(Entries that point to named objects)
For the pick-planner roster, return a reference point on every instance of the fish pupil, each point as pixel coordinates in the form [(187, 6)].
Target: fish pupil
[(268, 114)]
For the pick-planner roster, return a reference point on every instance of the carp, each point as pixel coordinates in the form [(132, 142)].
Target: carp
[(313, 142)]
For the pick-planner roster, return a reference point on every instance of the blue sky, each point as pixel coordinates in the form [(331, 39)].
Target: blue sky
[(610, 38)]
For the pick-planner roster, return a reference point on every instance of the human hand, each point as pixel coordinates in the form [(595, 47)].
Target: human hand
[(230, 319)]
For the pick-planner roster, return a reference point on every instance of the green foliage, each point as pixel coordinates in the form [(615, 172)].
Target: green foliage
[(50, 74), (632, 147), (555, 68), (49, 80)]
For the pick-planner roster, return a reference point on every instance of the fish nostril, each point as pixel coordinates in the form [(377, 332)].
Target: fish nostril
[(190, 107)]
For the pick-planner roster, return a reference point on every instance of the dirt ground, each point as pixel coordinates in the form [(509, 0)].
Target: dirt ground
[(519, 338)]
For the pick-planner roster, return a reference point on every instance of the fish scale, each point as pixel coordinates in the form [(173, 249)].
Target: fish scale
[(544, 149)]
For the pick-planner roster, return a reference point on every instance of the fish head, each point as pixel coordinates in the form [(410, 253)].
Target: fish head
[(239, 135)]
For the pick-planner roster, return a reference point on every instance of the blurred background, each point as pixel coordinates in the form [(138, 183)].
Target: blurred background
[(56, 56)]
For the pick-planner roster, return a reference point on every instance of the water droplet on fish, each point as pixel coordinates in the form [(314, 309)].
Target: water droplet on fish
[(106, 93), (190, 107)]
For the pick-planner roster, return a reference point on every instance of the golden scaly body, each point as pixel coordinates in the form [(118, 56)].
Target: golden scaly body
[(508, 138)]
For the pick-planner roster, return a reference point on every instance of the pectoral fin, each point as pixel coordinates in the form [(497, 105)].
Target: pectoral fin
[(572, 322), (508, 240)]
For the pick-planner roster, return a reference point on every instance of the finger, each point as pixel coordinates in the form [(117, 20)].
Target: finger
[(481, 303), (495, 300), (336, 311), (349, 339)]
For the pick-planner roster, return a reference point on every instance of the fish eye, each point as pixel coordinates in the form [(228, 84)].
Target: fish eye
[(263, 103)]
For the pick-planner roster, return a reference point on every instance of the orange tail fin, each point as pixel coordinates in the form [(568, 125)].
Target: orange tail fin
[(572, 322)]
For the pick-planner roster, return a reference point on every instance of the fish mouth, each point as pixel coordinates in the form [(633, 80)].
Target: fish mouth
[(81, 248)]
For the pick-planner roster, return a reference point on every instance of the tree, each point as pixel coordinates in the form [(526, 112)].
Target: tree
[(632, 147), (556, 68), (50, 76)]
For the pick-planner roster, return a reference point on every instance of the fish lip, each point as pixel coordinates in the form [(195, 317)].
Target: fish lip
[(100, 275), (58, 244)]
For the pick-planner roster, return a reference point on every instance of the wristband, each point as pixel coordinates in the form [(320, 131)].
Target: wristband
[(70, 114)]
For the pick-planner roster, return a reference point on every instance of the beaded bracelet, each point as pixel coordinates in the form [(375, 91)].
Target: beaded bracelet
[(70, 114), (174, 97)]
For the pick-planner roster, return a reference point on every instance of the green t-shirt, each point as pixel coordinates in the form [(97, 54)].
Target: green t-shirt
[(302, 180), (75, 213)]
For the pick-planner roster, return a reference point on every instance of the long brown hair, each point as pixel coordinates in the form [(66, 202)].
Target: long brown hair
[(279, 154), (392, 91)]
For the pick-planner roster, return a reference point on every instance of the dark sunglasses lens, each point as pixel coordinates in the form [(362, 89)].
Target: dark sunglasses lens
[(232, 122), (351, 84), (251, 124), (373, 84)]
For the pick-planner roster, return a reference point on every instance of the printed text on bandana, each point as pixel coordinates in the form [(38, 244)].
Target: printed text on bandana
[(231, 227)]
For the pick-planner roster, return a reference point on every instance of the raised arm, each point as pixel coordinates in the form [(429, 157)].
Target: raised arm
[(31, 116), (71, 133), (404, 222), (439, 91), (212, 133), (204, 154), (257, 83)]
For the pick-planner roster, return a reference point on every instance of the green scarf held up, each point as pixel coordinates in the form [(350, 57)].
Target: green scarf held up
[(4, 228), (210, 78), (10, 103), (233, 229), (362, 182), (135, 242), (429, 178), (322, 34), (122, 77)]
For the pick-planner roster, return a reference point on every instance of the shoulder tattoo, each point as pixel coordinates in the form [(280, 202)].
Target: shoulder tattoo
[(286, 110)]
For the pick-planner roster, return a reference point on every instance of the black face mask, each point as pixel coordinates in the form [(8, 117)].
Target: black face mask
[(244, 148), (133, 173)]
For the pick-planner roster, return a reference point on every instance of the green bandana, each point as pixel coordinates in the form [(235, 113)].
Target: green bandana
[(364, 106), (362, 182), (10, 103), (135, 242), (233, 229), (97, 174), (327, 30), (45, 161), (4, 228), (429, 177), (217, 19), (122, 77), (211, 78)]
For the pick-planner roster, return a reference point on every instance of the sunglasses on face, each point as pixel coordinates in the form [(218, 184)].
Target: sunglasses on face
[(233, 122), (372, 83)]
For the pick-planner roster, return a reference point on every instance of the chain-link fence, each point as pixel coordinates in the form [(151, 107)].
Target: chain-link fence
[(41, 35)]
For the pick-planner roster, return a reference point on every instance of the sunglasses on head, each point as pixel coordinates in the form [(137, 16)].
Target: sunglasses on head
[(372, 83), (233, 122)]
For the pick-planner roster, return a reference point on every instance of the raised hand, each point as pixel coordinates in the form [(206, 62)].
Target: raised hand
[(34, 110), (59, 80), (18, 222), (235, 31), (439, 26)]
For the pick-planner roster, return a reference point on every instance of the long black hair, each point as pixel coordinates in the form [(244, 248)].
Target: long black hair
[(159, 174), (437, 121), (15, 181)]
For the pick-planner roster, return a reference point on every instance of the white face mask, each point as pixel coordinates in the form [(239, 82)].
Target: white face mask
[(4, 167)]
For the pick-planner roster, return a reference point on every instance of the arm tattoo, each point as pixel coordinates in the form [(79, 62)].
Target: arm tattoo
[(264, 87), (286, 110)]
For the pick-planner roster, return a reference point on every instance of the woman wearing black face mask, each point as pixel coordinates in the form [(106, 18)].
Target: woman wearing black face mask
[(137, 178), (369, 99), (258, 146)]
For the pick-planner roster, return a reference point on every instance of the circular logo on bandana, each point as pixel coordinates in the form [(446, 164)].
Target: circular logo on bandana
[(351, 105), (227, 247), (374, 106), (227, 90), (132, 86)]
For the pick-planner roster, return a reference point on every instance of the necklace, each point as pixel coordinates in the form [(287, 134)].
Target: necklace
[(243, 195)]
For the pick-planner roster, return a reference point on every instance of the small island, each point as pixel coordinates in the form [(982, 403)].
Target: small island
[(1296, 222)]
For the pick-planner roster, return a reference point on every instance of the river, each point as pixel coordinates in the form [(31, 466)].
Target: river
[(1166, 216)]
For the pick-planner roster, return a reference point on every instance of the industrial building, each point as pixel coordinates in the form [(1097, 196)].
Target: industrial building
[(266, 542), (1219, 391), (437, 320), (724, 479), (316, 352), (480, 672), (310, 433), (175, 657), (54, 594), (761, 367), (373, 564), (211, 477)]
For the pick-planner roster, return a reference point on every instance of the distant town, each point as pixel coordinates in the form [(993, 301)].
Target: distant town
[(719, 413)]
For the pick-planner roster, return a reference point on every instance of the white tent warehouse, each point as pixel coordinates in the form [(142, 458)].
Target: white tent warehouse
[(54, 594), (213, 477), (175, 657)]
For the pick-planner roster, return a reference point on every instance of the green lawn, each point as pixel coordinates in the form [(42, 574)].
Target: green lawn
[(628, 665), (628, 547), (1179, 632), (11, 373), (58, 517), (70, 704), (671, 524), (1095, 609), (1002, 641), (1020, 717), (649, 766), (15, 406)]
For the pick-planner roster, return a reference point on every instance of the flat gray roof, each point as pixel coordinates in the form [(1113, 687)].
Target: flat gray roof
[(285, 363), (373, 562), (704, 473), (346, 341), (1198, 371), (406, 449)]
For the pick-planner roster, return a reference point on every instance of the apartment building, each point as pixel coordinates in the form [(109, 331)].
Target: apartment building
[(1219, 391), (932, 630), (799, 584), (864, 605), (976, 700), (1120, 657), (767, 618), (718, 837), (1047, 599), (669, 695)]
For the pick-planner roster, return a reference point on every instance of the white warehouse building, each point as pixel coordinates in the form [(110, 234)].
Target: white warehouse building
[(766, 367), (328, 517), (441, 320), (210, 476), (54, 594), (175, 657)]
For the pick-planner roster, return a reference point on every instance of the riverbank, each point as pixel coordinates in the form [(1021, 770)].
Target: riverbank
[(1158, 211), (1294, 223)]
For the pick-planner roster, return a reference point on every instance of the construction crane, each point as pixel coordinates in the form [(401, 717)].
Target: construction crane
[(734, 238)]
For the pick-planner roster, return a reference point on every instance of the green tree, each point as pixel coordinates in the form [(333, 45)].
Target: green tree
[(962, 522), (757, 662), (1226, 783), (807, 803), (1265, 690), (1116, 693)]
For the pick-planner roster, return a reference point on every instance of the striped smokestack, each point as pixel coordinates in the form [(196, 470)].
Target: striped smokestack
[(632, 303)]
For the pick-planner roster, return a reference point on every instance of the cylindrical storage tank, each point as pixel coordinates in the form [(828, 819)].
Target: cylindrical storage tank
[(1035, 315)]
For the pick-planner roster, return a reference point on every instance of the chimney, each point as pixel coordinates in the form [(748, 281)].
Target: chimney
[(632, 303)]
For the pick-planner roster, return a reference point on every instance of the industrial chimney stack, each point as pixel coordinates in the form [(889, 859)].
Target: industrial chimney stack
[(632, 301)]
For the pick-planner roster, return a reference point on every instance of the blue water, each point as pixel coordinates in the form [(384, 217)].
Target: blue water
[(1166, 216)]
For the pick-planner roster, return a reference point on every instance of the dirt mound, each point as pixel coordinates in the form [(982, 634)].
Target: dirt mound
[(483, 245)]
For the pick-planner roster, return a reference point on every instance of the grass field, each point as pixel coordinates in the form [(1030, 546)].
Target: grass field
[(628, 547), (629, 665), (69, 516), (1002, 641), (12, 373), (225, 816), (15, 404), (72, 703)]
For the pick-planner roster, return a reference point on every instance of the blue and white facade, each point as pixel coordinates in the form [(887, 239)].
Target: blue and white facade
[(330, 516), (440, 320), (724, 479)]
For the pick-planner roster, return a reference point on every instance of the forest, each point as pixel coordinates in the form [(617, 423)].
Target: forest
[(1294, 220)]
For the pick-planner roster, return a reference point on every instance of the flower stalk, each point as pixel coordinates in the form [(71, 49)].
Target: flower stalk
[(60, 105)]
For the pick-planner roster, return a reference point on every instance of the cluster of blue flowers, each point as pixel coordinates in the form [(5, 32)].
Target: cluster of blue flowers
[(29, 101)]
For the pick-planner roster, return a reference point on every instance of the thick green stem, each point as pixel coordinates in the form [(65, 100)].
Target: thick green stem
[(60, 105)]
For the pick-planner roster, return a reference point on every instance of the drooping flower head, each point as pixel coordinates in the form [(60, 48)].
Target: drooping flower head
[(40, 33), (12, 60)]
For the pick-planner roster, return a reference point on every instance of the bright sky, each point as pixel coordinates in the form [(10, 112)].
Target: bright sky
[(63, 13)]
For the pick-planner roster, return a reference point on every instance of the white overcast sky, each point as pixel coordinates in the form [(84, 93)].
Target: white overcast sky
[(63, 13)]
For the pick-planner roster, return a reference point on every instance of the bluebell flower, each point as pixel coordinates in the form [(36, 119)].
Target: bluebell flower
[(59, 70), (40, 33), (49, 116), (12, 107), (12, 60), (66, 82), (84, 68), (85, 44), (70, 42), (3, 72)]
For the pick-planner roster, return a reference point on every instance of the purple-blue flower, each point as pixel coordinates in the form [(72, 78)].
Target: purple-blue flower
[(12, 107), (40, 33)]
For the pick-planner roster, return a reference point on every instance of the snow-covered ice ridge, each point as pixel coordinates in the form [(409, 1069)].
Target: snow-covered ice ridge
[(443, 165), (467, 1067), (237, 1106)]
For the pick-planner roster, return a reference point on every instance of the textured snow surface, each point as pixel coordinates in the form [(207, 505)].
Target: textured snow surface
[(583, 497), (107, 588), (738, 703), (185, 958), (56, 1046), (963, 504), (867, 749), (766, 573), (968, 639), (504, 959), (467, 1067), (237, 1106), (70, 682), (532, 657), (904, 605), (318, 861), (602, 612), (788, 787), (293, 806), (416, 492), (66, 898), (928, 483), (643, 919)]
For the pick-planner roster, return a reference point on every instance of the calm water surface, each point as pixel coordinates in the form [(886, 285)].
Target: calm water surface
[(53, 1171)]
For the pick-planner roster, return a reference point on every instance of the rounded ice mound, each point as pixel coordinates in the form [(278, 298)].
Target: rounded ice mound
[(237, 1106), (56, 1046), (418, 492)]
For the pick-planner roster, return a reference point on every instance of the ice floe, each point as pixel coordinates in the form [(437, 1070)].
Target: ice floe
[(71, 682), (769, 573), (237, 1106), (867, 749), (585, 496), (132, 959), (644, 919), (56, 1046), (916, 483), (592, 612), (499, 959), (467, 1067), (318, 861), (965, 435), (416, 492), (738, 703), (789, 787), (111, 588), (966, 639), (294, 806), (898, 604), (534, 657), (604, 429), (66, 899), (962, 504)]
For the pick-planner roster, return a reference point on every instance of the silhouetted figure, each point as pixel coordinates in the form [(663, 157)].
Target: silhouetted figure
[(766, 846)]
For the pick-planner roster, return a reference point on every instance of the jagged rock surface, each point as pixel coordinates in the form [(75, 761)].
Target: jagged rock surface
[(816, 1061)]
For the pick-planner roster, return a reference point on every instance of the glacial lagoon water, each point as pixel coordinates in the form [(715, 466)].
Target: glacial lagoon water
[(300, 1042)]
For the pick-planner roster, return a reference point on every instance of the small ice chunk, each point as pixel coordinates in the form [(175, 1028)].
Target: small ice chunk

Instruction.
Return, word for word, the lines of the records from the line containing "form [(10, 112)]." up to and including the line containing "42), (3, 72)]".

Answer in full.
For the pick-planner roster, return a reference point on every instance of the bright sky, each point as pixel coordinates in the form [(10, 112)].
Target: bright sky
[(63, 13)]
For the pick-planner roster, return a reference point on every instance of the white overcast sky, each point as pixel coordinates in the form [(84, 93)].
Target: white overcast sky
[(63, 13)]
For the pick-planner roster, return a reference point on every instance of the bluebell flower, each point as pixel coordinates in the form [(36, 119)].
Target: bluebell flower
[(59, 70), (40, 33), (49, 116), (12, 107), (12, 60), (66, 82), (84, 68), (85, 44), (70, 42), (3, 72)]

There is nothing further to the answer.